##### Records #####

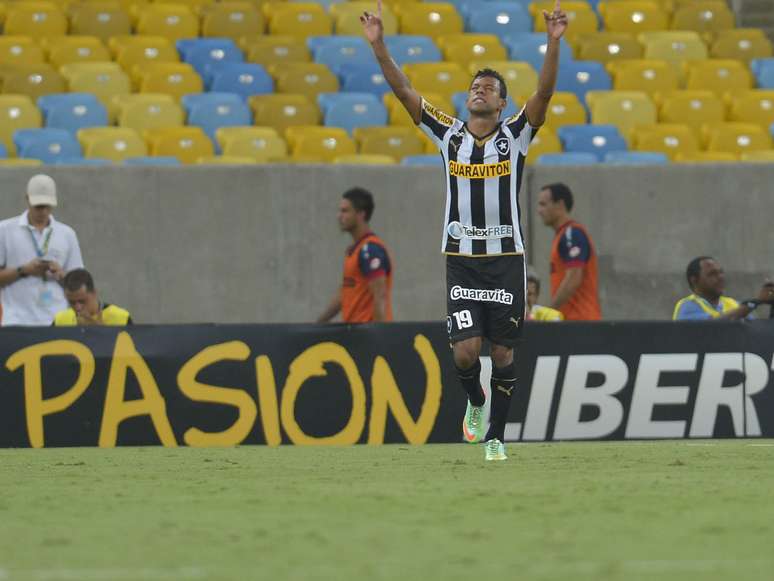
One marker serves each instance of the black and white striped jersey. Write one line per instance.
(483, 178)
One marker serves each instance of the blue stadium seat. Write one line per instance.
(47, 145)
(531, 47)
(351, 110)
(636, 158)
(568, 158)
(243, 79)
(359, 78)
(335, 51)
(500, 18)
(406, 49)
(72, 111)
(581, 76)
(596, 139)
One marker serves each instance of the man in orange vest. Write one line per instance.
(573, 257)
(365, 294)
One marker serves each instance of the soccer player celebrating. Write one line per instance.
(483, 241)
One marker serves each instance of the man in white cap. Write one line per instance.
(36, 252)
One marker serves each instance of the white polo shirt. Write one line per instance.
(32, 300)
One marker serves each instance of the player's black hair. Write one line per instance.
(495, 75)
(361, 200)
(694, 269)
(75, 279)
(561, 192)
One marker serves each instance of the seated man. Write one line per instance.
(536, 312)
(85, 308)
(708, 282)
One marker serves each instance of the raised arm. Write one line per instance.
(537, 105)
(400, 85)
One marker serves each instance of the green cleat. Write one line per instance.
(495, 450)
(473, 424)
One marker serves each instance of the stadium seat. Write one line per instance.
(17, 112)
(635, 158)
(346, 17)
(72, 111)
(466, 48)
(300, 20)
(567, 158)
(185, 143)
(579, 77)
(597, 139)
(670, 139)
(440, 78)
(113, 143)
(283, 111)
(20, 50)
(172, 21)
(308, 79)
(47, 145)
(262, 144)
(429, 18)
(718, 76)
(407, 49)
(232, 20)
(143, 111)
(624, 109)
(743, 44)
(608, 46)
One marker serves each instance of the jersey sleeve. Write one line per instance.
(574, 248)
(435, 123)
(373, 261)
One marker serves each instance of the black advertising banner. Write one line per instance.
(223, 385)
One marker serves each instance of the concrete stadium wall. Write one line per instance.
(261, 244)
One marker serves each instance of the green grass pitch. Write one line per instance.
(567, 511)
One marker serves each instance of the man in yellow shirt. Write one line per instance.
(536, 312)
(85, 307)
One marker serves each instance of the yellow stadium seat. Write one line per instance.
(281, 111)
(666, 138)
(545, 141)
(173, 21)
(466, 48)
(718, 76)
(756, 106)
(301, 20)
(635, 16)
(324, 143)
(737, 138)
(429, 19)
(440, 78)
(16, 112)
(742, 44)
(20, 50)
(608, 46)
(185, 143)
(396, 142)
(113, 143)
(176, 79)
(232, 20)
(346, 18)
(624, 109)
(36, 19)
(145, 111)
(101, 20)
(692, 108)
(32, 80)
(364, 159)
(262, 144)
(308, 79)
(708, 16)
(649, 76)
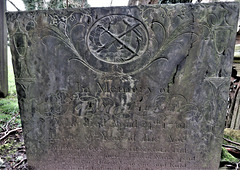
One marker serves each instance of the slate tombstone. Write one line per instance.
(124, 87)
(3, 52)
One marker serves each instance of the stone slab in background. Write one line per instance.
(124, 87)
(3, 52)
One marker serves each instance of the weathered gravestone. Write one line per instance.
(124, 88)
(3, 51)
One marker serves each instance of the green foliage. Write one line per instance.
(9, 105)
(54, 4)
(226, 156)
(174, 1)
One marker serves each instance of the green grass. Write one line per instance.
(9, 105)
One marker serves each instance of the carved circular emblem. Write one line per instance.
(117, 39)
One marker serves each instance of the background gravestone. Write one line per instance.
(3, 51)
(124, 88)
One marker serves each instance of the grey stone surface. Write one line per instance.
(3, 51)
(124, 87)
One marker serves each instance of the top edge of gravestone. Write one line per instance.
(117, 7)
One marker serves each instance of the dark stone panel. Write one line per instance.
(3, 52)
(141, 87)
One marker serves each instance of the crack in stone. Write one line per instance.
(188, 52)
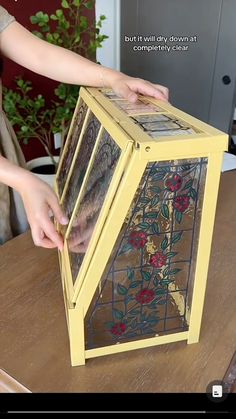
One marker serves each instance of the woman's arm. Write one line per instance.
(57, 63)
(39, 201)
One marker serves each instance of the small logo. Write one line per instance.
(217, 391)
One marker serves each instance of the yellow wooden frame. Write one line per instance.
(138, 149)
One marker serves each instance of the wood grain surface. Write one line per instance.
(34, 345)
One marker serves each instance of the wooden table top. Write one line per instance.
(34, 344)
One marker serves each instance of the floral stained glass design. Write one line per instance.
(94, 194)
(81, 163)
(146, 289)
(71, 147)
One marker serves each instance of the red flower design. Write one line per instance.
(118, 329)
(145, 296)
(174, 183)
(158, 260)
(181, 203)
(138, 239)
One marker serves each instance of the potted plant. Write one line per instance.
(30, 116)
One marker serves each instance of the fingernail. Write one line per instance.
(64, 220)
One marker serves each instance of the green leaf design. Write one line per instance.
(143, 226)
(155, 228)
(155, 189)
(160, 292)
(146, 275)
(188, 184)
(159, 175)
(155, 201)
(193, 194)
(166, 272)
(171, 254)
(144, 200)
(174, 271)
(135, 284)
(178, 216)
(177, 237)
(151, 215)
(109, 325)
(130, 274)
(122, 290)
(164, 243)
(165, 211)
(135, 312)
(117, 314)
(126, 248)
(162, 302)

#####

Task requirements. Rewrite every line of the material, requests included, from the line that contains "One marker serves each instance of the wood grain" through the last line, adding 140 to each coordinate in the answers.

Response to this exercise.
One marker serves each instance of the wood grain surface. Write one line per instance.
(174, 485)
One marker serves each instance of the wooden table top. Write one line per instance.
(174, 484)
One marker serves each instance of the floral stained glass design. Write one line per instance.
(234, 334)
(221, 303)
(286, 429)
(211, 287)
One marker serves each instance of the red flower design. Write one line per instance.
(258, 469)
(285, 436)
(314, 323)
(298, 400)
(321, 343)
(278, 379)
One marker serves each instance of the potted plant. Write one line per instance.
(170, 256)
One marker serves each instance of the fingernail. Write one line per instance.
(204, 360)
One marker serves each instance of the green leaf design. Write one line per instance.
(283, 366)
(295, 368)
(295, 329)
(300, 432)
(286, 415)
(328, 324)
(299, 315)
(295, 341)
(333, 334)
(306, 412)
(311, 394)
(284, 340)
(314, 411)
(275, 424)
(318, 356)
(317, 377)
(291, 355)
(249, 465)
(270, 414)
(262, 430)
(304, 383)
(305, 351)
(275, 452)
(257, 454)
(266, 388)
(302, 442)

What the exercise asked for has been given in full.